--- Data supplied ---

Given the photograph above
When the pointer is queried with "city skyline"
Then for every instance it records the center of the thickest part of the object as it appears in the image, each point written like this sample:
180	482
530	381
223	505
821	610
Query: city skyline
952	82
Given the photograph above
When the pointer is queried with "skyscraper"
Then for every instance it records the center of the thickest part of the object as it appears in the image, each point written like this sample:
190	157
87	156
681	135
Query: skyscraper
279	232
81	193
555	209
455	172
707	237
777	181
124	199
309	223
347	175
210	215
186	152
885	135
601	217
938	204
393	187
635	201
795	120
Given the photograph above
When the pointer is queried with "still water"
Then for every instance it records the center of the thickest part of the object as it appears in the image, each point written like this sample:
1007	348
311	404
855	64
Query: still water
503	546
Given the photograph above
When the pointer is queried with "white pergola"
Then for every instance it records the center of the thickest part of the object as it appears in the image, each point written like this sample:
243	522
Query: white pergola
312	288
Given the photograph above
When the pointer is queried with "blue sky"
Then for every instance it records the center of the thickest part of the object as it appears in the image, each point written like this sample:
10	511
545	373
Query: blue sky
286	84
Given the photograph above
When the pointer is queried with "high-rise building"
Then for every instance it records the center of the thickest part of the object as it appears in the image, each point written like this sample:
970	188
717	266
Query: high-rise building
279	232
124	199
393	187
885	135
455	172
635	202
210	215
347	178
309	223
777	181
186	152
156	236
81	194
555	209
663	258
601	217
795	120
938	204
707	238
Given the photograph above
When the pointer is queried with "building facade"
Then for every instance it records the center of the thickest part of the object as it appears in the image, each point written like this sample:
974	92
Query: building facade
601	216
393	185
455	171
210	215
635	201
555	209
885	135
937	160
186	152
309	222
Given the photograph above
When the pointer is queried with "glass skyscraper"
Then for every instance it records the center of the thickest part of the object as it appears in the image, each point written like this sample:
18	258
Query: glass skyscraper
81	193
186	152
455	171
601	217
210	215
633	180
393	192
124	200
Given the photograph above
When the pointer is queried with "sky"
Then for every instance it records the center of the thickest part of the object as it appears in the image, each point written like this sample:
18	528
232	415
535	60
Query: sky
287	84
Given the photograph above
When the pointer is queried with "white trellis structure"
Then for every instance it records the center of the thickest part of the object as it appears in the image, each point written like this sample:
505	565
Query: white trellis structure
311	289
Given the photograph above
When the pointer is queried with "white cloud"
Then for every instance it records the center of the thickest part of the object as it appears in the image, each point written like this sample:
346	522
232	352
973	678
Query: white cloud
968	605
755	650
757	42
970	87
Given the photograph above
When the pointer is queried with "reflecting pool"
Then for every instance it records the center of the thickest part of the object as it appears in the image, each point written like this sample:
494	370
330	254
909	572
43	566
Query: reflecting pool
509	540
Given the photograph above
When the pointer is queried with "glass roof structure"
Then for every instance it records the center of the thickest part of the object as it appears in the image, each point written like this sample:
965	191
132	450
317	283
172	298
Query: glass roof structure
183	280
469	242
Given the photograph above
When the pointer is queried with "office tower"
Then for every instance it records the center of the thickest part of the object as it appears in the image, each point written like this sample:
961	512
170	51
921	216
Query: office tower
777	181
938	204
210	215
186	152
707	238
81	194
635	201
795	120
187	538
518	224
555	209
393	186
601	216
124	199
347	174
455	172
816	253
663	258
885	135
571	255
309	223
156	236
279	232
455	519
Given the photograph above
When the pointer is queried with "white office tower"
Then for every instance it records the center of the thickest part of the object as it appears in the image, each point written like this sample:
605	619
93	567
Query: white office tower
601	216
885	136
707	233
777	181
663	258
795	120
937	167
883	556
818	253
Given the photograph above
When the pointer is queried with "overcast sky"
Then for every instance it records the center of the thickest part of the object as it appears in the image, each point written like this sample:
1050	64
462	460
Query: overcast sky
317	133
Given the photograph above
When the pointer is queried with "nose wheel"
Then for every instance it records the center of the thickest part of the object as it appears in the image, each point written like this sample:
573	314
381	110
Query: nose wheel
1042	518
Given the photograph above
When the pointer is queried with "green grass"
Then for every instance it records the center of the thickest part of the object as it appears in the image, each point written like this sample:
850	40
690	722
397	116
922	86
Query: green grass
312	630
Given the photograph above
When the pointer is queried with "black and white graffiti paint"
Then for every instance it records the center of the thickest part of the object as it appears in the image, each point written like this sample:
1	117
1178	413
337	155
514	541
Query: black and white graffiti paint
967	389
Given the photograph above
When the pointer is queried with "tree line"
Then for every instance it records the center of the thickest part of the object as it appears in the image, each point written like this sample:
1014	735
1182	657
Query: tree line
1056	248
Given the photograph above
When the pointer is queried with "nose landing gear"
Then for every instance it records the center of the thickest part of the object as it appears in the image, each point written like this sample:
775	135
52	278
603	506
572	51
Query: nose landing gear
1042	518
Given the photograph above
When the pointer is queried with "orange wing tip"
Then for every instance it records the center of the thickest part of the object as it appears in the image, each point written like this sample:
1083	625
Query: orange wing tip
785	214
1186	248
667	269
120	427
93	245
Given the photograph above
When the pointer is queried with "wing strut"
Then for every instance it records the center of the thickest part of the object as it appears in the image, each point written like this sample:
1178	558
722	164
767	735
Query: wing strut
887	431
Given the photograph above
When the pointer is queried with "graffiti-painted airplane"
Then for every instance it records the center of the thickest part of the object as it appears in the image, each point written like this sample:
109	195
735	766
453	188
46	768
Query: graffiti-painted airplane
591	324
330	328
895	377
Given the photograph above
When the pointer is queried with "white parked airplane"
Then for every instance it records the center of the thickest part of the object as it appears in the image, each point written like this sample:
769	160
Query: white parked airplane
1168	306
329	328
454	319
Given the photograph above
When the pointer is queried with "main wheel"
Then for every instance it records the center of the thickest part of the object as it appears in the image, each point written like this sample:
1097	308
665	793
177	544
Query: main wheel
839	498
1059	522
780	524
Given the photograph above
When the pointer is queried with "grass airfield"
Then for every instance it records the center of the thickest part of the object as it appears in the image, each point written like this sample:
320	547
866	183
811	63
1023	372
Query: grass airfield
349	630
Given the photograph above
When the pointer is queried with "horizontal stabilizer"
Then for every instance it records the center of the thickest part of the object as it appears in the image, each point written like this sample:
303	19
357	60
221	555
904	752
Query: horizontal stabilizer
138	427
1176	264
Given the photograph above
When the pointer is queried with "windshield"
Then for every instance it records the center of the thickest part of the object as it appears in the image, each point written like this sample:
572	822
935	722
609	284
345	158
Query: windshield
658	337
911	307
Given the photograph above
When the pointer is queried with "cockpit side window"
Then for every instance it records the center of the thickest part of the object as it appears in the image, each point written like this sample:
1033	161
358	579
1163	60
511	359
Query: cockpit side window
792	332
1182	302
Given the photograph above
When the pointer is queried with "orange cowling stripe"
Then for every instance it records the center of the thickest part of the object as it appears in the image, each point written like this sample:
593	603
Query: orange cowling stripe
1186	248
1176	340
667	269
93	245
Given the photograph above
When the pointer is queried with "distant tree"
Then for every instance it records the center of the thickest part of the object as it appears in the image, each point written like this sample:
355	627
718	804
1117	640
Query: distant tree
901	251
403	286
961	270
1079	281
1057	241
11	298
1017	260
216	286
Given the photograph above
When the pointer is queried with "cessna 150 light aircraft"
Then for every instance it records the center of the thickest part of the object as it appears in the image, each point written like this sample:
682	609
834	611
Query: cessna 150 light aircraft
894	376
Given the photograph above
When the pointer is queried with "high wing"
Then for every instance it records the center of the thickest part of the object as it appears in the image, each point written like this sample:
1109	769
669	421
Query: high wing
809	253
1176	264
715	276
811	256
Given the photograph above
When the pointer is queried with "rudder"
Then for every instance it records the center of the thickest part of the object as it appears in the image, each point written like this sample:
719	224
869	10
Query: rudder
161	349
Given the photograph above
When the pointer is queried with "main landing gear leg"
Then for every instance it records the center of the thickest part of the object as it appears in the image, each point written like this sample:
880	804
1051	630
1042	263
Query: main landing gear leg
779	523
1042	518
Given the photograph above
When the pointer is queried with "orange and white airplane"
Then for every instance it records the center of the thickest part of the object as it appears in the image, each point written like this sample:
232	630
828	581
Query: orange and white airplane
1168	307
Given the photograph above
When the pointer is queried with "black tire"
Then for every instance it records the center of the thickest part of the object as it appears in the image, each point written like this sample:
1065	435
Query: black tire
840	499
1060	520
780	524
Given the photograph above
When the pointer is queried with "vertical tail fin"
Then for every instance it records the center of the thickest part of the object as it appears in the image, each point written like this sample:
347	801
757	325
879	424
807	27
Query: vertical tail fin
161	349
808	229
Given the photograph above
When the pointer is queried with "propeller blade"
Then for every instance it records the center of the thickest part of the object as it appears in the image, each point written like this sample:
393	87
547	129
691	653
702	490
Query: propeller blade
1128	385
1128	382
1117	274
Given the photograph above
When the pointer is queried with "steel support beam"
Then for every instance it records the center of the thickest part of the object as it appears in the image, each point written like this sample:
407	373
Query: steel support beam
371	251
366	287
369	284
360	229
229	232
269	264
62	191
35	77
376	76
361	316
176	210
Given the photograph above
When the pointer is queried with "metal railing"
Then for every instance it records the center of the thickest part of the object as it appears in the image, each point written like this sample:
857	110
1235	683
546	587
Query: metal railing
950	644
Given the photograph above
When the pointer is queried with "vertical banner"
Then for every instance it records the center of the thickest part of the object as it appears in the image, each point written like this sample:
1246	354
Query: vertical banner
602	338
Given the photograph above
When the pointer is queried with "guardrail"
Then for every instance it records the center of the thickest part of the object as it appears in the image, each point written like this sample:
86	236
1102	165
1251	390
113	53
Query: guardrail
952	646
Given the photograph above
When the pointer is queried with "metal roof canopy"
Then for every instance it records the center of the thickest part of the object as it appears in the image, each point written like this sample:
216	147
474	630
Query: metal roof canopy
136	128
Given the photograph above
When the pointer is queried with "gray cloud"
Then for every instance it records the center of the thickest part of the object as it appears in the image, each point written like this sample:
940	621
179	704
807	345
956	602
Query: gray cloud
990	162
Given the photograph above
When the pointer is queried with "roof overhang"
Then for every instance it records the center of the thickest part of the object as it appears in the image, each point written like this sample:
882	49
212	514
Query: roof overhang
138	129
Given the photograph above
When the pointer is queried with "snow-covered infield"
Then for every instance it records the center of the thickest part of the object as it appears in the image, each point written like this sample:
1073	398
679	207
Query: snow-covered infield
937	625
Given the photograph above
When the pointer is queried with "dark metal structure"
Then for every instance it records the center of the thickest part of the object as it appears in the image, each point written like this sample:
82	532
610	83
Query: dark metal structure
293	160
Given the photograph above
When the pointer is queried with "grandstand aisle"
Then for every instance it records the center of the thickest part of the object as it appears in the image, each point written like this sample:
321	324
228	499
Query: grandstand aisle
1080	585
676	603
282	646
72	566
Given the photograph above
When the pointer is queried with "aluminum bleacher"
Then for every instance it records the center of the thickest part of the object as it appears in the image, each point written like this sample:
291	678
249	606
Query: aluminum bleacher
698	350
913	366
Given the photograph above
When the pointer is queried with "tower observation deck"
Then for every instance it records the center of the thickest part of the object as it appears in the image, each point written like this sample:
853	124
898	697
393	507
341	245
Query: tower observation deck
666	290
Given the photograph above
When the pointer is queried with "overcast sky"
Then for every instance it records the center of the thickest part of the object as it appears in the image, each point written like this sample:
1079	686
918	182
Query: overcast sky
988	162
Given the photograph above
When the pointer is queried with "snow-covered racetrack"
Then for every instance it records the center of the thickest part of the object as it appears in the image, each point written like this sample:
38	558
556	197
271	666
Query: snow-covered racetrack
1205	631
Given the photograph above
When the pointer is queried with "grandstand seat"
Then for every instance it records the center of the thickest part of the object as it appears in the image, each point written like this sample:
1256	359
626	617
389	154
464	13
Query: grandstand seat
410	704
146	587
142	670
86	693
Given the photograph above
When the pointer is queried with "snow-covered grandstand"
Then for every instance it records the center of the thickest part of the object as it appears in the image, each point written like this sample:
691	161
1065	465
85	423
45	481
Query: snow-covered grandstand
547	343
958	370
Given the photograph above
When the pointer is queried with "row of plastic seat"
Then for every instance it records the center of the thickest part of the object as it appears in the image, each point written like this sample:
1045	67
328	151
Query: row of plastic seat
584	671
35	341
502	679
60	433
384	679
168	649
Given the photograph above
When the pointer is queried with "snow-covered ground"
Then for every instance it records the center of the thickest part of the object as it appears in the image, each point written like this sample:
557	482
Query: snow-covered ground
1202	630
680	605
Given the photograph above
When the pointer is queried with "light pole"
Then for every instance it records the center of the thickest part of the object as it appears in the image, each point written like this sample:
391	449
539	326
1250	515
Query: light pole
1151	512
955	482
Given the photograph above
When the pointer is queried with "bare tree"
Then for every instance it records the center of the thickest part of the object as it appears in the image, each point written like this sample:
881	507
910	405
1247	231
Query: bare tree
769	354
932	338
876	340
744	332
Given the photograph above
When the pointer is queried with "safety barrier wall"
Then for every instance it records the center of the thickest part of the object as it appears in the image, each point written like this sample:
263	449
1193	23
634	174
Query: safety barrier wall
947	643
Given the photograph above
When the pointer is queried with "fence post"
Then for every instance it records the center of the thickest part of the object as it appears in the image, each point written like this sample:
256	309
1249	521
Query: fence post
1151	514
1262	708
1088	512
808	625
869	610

---

- **How to complete this task**: Exactly the lines from the one containing "Query: light pole" through the final line above, and only those, should be given again.

- **Written answer**:
Query: light pole
1151	512
955	482
Given the photograph above
When the pointer is queried with "bare tree"
Then for every instance it records the center of the thickest part of the object as it appears in the image, each point written like this sample:
881	507
910	405
1247	231
Query: bare tree
769	354
932	338
876	340
744	332
Given the photograph above
When the pointer is queried with "safety barrier wall"
Then for every instance it records the center of the thickest part of the object as it appears in the image, each point written like this sample:
263	449
1193	23
634	174
Query: safety barrier wall
947	643
Given the photograph above
When the pointer is queried with "fence post"
Then for every instance it records the center of the thickest part of the object as it appears in the image, each point written like this sample:
256	309
1249	521
Query: fence post
1151	514
1262	708
1088	512
808	625
869	610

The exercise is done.